- EXTRAIT À LIRE -
▼
A l'ouest, il n'y a que des étrangers. A l'est, ce sont les quartiers bourgeois.
Les clichés ont la vie dure et peu de Bruxellois franchissent le canal pour les vérifier.
Voici un aperçu de ce que l'on entend des deux côtés du Canal.

Un quartier à l'ouest : Cureghem

Cureghem. L'arrêt du tram 81 est planté sur un pont, au-dessus du canal. Anderlecht fait partie de ces communes bruxelloises coupées en deux par le canal. A l'ouest, la rue de Wayez remonte vers Saint-Guidon.

Avant, ici il y avait de beaux magasins, aujourd'hui on ne vend que du bazar

L'octogénaire mélancolique sort d'une boulangerie. Elle a toujours vécu dans l'Anderlecht de l'ouest : "je ne suis pas raciste hein, mais je ne me sens plus chez moi." Elle n'a plus aucun contact avec les commerçants et se sent seule. Pourtant ce n'est pas l'animation qui manque dans la rue. Les trams fendent les pavés dans un vacarme régulier et les magasins en tous genres débordent sur les trottoirs. Il faut slalomer entre les boutiques de seconde main, la multitude de snacks et de boucheries halal, les boulangeries marocaines ou turques, et la dizaine de magasins de chaussures et le monde dans la rue ne facilite pas la tâche.
▲
- ÉNONCÉ 1 -
Réécrivez l'extrait depuis « A l'ouest, il » jusqu'à « pour les vérifier. », en changeant « clichés » en « préjugés ».
- ÉNONCÉ 2 -
Répondez brièvement à ces questions sur l'extrait.
(a) Quel tram a son arrêt sur un pont au-dessus du canal ?
(b) Quelle rue remonte vers Saint-Guidon ?
(c) Où l'octogénaire a-t-elle toujours vécu ?
- ÉNONCÉ 3 -
Indiquez si chacune de ces affirmations concorde avec l'extrait, en citant les mots qui tranchent.
(a) Beaucoup de Bruxellois franchissent le canal pour vérifier les clichés.
(b) Anderlecht est une commune coupée en deux par le canal.
(c) L'octogénaire garde des contacts avec les commerçants.
La liste fournie ne joue aucun rôle ici.

- LISTE FOURNIE -
▼
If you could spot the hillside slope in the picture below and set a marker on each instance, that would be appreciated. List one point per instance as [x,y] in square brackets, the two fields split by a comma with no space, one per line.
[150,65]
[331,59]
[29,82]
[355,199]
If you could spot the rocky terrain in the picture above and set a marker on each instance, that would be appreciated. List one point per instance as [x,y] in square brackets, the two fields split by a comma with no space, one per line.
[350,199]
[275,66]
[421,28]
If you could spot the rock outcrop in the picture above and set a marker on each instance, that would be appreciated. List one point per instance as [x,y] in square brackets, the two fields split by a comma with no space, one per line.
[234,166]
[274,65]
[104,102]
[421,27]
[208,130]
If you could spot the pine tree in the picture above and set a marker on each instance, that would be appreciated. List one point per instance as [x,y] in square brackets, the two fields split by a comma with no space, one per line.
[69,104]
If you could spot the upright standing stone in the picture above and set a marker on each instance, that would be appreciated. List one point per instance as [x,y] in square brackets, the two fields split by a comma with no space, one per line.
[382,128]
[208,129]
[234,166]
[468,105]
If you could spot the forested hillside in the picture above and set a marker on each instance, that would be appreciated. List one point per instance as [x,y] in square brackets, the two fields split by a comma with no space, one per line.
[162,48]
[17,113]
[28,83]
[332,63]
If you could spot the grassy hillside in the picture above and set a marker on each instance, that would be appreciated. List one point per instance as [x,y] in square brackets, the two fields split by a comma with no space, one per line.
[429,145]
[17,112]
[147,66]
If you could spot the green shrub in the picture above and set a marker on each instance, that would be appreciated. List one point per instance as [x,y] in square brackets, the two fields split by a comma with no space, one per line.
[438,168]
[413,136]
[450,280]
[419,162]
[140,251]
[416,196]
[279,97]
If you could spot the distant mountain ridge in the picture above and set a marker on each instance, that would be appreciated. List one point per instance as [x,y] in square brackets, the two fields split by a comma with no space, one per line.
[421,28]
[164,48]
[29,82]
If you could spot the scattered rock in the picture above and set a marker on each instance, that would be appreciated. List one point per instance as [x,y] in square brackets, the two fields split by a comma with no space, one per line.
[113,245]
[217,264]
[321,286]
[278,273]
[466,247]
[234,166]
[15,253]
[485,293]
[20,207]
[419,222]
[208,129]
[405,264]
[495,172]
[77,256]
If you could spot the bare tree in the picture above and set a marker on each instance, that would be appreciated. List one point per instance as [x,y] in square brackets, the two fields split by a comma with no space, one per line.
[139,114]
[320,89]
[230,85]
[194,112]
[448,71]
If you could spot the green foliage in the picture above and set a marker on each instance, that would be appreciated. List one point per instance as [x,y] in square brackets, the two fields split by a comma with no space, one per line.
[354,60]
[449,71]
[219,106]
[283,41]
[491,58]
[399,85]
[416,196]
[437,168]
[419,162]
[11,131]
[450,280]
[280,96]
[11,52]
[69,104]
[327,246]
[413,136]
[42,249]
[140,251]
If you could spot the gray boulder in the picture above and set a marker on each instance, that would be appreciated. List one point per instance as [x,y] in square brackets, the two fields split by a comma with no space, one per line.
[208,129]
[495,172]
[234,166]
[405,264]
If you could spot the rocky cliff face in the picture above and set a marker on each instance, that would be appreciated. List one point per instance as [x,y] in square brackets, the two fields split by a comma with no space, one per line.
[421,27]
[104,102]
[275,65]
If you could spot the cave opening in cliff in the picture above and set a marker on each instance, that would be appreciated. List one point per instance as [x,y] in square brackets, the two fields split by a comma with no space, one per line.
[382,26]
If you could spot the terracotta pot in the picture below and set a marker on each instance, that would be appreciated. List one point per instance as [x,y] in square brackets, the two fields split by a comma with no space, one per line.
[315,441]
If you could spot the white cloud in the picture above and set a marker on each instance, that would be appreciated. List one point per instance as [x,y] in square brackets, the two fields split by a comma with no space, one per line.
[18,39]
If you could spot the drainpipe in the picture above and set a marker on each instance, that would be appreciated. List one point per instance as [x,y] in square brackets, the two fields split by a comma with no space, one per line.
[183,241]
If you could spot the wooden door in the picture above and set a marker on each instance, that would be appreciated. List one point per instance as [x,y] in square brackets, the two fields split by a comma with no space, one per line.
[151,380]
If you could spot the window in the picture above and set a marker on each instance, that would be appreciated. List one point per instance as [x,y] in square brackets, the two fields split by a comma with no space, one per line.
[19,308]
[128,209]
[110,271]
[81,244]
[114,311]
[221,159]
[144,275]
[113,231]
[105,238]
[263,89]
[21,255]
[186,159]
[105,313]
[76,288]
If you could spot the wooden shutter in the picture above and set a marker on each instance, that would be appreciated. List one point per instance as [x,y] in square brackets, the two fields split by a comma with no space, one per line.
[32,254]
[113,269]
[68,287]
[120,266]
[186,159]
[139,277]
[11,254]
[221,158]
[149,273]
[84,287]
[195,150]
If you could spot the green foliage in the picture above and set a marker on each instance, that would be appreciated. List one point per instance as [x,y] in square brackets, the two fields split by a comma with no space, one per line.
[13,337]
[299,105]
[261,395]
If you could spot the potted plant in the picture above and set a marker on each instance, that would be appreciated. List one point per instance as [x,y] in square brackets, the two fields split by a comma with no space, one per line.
▲
- RÉPONSE COMPLÈTE 1 -
A l'ouest, il n'y a que des étrangers. A l'est, ce sont les quartiers bourgeois.
Les préjugés ont la vie dure et peu de Bruxellois franchissent le canal pour les vérifier.

- RÉPONSE COMPLÈTE 2 -
(a) Le tram 81.
(b) La rue de Wayez.
(c) Dans l'Anderlecht de l'ouest.

- RÉPONSE COMPLÈTE 3 -
(a) Non : « peu de Bruxellois franchissent le canal pour les vérifier ».
(b) Oui : « Anderlecht fait partie de ces communes bruxelloises coupées en deux par le canal ».
(c) Non : « Elle n'a plus aucun contact avec les commerçants ».